Source extract:
== Segment start ==

Top tips for “business different”
The Covid-19 pandemic tested the resilience of trustee boards and their ability to maintain “business as usual” during extraordinary circumstances. Those trustee boards with robust governance frameworks adapted quickly, whilst some others struggled initially with moving to the virtual world.
The great news is: 95% of the schemes in our Chart Your Own Course survey earlier this summer, stated that the pandemic either had a positive impact or made no change to their approach to governance and decision making.
With Covid-19 safety restrictions now lifted, many trustee boards are considering what the future model for meetings and decision making might look like. Here are our top governance tips for achieving success in a “business different” world.
1. Evaluate your effectiveness
Now is a fantastic time to evaluate your governance activities and reflect on the last 18 months.
- What went well?
- What might you do differently?
- What have you really missed from before the pandemic?
2. To meet or not to meet?
Whilst virtual meetings have brought us the gift of time in lieu of a commute and largely more efficient meetings, many trustees and advisers miss meeting in person and working collaboratively and are facing the dual challenges of “Zoom fatigue” and “Zoomthink”.
- Could you retain a mix of virtual and in-person meetings?
- What are the practicalities and challenges of a hybrid meeting (where some attendees join in person and others virtually)? Is it the Chair’s role to engage all trustees more effectively in decision-making?
- Does a full day at a board meeting make it difficult for some people to attend? Or is a complete break from the day job easier to manage?
3. Use your time well
It was not uncommon for trustee meetings before the pandemic to fill up most of the working day. During the move to virtual meetings, many boards reduced the duration of their meetings and opted for more frequent meetings. We generally expect that an in-person meeting will last longer than a virtual meeting, if only to get the most out of the people in the room.
- How long can you as a board focus for? Could shorter but more frequent meetings be useful? Have you considered the use of sub-committees, or other delegations, to free up time at board level?
- Have you set your objectives and key priorities for the year? Is all trustee business aimed at achieving these?
- How will a change in approach to meetings impact on trustee and adviser costs?

== Segment end ==

What to do:
• 1. In the governance tips text, what share of schemes in the Chart Your Own Course survey said the pandemic had a positive impact or made no change to their approach to governance and decision making?
• 2. Reproduce the governance tips text between "With Covid-19 safety" and "you do differently?", inclusive, with no changes.

Material supplied:

== Segment start ==

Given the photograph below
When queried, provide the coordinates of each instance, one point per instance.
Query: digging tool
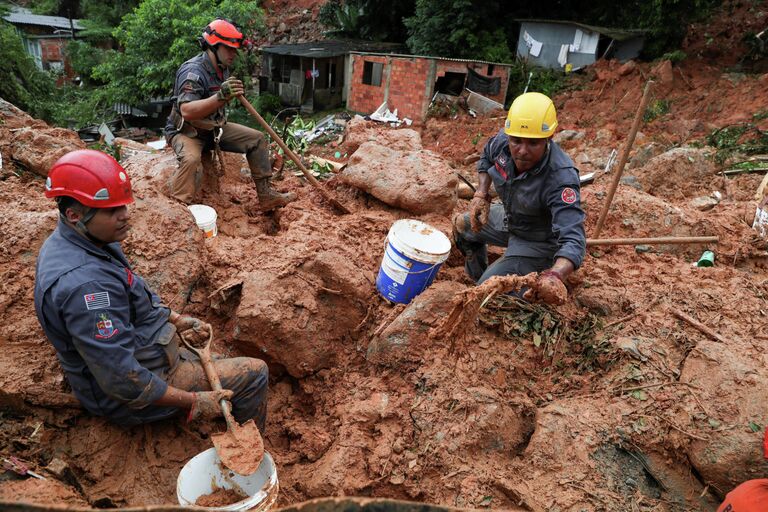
(241, 447)
(293, 156)
(624, 156)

== Segment end ==

Answers to the tasks:
• 1. 95%

• 2.
With Covid-19 safety restrictions now lifted, many trustee boards are considering what the future model for meetings and decision making might look like. Here are our top governance tips for achieving success in a “business different” world.
1. Evaluate your effectiveness
Now is a fantastic time to evaluate your governance activities and reflect on the last 18 months.
- What went well?
- What might you do differently?